[Task directions]: Rewrite the lines from the one holding "Could you point at the night" through the last line, inclusive, with "sample" replaced by "example" and everything else left unchanged.
━━━━━ Material provided
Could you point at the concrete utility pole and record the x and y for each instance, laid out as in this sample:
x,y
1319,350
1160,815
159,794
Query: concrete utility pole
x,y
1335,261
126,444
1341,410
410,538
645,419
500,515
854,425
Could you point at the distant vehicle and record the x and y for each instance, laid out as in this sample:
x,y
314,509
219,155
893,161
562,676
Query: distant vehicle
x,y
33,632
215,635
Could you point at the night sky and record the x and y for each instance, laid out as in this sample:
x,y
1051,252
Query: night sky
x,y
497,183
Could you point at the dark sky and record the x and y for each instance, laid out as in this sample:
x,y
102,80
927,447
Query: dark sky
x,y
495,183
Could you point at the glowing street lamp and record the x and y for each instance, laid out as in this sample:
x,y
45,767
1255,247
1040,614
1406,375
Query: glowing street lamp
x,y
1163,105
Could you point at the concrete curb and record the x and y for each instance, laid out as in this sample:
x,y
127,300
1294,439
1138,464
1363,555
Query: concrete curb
━━━━━━━━━━
[Answer]:
Could you point at the night sky and record the x and y for each instance, laid out as in this example:
x,y
1051,252
Query: night sky
x,y
497,183
Could you point at the dark sky and record the x and y for each instance, laid out as in this example:
x,y
102,80
927,447
Query: dark sky
x,y
495,183
Could you point at the glowing street lamp and record the x and y for each instance, laid out as in this example:
x,y
45,767
1255,247
1040,614
1406,375
Query: glowing street lamp
x,y
1163,105
Could you point at the concrete curb and record the x and y for each instance, laid out as in this example:
x,y
127,300
1294,439
1138,464
1363,555
Query: concrete curb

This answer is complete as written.